Ejercicios:
(A) Indique si cada afirmación concuerda con el fragmento sobre vandalismo y espacio público. Responda sí o no y cite textualmente las palabras del fragmento que lo deciden.
(i) El fragmento desarrolla en detalle la comparación entre el cuerpo propio y lo social.
(ii) El amigo ya muerto que se menciona no era chileno.
(iii) Entre los bienes escasos que conviene preservar figuran los buses y el metro.
(B) Retome el fragmento sobre vandalismo y espacio público en el punto donde se interrumpe y prosiga su redacción.

Fragmento:

Leí por ahí: vandalismos y saqueos son formas de reparación simbólica. Deben leerse en un contexto y deben entenderse las motivaciones no necesariamente conscientes de quienes se entregan a ellos.
Pienso en el cuerpo propio y la autoagresión. Quienes se hieren, cortan, mutilan a sí mismos describen un estado de angustia feroz, que se alivia por un momento mediante acciones autodestructivas. Siempre ha sido un abuso tentador extender lo corporal a lo social (nadie olvida eso del “cáncer marxista”). Por eso no sigo con la comparación, a pesar de las fecundas reflexiones de Richard Sennett sobre los cuerpos y las ciudades.
Ante la destrucción y la violencia, reiteradas y puestas delante de los ojos, se va agotando la paciencia colectiva. Se va viendo como una forma de cobardía, una forma de “escurrir el bulto”, remitir las brutalidades del presente a largas cadenas causales, por interesantes y hasta valederas que puedan resultar, estudiadas en un momento propicio y en un contexto de buena voluntad.
Hoy es el momento de proteger. Oponerse decididamente a la brutalidad y el abuso, preservar bienes escasos (como los establecimientos educacionales, los buses, el metro) que sirven a toda la población. No vivimos en tierra de nadie. Se trata de entender lo urbano como un lugar habitable para todos. Y los trayectos y espacios rurales, también, como lugares de buen vivir, de una mejor manera de vivir.
Un amigo ya muerto (no era chileno) insistía en que los espacios públicos deben ser amplios, bellos, limpios y hasta lujosos; porque mientras peor viva la gente, más hacinada en lugares insuficientes, más podrá cada persona recuperar dignidad en el espacio público, al que tiene pleno derecho. Mi símbolo personal es el hall central del Museo de Bellas Artes, con su luz y con su altura; es el Museo Precolombino, para qué decir, y lo que queda del Parque Forestal. Son parte de una narrativa un poco desgastada que, a mis años, me incluye y me reconoce. Para otros, será el GAM, cuya arrolladora vitalidad he sentido y celebrado: una hazaña cultural en su momento. Sigan ustedes, por favor, con una lista que solo revela mis propias limitaciones.

Entradas proporcionadas:

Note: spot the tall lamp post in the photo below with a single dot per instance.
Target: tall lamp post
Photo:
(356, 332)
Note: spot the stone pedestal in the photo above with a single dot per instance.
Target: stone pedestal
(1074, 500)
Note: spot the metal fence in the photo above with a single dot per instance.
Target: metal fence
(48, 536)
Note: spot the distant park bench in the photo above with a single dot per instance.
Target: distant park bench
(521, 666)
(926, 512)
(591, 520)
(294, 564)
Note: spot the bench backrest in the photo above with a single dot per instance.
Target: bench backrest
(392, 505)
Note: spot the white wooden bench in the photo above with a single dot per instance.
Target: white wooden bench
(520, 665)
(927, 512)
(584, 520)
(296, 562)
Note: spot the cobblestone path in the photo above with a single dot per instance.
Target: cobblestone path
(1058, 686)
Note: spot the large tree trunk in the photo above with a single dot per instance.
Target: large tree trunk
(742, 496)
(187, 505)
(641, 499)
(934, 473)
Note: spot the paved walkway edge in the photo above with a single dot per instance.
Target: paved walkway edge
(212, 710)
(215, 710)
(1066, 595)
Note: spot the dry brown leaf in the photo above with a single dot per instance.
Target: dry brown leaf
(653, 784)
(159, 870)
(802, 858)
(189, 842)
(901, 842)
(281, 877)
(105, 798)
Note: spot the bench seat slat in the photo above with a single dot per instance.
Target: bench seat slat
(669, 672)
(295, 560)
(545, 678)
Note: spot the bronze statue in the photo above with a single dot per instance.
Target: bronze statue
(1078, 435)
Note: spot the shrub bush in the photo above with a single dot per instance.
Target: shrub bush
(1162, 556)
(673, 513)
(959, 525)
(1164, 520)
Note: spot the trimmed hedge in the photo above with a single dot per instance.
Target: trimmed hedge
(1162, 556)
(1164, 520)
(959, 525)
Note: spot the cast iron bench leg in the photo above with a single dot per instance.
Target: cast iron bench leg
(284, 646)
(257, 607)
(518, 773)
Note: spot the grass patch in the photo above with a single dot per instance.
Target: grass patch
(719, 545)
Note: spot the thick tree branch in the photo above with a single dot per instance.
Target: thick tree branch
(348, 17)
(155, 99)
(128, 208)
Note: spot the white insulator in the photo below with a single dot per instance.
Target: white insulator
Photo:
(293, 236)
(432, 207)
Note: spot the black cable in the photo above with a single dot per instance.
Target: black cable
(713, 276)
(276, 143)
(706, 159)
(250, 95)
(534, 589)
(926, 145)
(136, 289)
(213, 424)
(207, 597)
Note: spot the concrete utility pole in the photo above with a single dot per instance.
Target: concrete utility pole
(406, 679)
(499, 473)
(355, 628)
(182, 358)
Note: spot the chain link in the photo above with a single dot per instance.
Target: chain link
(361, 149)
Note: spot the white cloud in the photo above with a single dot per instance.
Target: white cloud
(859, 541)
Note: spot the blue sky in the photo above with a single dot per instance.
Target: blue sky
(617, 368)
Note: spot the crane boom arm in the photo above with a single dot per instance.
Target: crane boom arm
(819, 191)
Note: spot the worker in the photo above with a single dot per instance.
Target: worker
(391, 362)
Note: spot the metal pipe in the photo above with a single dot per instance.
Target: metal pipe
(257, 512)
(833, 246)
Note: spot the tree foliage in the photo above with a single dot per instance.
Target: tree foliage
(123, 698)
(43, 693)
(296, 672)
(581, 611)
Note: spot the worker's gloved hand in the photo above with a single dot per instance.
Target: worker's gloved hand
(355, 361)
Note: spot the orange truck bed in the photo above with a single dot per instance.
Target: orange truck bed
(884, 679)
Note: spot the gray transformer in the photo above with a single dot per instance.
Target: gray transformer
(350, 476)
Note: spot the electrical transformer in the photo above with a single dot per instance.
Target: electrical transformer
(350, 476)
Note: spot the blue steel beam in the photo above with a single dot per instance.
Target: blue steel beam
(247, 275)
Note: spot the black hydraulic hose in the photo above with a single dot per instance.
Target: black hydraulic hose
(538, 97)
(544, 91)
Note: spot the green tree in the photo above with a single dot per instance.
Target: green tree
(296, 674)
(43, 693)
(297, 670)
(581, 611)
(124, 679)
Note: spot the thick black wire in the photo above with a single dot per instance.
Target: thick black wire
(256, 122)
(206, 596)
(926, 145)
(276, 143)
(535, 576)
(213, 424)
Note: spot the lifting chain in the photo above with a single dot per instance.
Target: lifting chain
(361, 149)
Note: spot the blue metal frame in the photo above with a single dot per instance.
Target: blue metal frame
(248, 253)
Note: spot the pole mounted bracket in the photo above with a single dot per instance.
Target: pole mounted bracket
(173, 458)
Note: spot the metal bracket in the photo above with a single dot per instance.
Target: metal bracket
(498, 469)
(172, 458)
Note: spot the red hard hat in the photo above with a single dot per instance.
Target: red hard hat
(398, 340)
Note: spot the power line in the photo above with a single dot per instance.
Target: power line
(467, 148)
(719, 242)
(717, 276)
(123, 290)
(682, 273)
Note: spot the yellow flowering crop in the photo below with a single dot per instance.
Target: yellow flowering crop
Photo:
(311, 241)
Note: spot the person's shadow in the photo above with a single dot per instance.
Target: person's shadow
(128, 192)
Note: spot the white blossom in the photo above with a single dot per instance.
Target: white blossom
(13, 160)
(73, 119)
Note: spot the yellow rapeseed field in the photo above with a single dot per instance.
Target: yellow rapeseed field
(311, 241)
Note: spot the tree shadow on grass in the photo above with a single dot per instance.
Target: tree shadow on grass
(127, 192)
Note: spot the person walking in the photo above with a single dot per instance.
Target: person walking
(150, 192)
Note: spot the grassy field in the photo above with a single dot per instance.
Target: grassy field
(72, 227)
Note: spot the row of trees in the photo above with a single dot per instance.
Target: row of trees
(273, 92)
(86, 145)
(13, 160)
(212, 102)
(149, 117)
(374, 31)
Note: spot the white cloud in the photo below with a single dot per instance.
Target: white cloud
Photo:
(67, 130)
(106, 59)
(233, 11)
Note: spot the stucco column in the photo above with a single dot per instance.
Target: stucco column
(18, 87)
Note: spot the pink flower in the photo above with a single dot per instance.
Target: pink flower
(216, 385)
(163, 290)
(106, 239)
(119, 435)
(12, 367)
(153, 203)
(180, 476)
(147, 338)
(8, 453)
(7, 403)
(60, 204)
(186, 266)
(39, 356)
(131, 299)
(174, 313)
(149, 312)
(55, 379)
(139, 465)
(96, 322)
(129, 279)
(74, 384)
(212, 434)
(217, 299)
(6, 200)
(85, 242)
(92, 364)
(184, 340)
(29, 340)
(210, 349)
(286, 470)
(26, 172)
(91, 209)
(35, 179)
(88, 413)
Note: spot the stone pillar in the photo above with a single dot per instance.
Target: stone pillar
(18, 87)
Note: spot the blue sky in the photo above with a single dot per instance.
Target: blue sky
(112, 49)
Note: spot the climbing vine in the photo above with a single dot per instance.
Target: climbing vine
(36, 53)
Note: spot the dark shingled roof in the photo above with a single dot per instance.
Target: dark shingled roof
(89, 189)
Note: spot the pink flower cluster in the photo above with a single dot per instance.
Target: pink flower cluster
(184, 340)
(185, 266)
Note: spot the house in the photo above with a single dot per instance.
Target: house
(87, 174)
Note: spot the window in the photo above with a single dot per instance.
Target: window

Respuestas:
(A)
(i) No: "Por eso no sigo con la comparación".
(ii) Sí: "Un amigo ya muerto (no era chileno)".
(iii) Sí: "(como los establecimientos educacionales, los buses, el metro)".

(B)
Hablo de lugares de cultura y de sociabilidad. Pienso también en las calles que los rodean, y las quisiera seguras y hospitalarias. Ojalá nos pudiéramos sorprender, como en años anteriores, con conciertos, música, risas, compañía, antídotos del miedo a la pandemia y a la violencia. El miedo es bárbaro, y no en el buen sentido de la palabra; va haciendo inhabitables las ciudades.
Leer, mirar, comer algo juntos, cerca de otros con los que conversar un café o una copa de vino, es algo profundamente civilizado y civilizatorio. Y bien democrático. Reconoce y respeta nuestra común humanidad: la celebra. Estar juntos en el espacio urbano va rompiendo las cadenas de desigualdad que son propias a muchas sociedades, entre ellas, la nuestra, una de las más desiguales del mundo occidental. Ojalá no lo impidan ni la pandemia ni la polarización. Azotes ambos, creo, para los cuerpos y para las ciudades.